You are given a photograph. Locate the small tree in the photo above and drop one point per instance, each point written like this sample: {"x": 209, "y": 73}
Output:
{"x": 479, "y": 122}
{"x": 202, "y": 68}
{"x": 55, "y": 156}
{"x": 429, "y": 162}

++++++

● Task requirements: Rewrite the lines above, swapping "small tree" for "young oak" and leaving everything else unchanged.

● Result of the exercise:
You are given a photograph. Locate the young oak in the photo above and drop one point per instance, each point written like this sample: {"x": 209, "y": 73}
Output:
{"x": 479, "y": 122}
{"x": 202, "y": 68}
{"x": 55, "y": 156}
{"x": 429, "y": 162}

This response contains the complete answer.